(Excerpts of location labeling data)
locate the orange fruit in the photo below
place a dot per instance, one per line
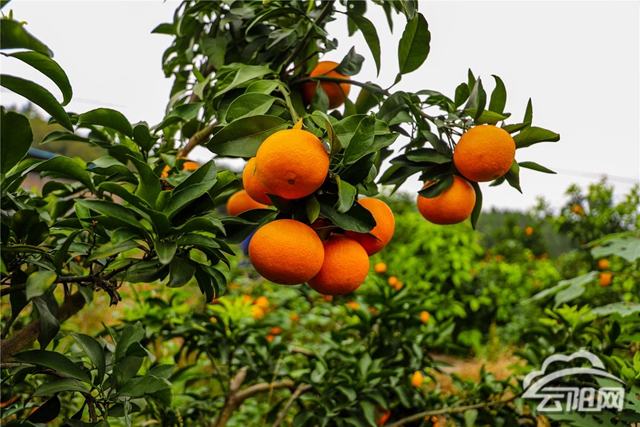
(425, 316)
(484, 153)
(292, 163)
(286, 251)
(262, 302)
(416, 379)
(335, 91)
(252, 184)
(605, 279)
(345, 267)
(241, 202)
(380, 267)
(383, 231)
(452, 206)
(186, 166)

GOAL: Reproduce the data above word for word, leaving out the pictures.

WRITTEN ANSWER:
locate the orange fruit in the photo below
place a dot per instance, one per line
(425, 316)
(484, 153)
(292, 163)
(286, 251)
(262, 302)
(416, 379)
(335, 91)
(252, 184)
(605, 279)
(345, 267)
(241, 202)
(380, 267)
(383, 231)
(452, 206)
(186, 166)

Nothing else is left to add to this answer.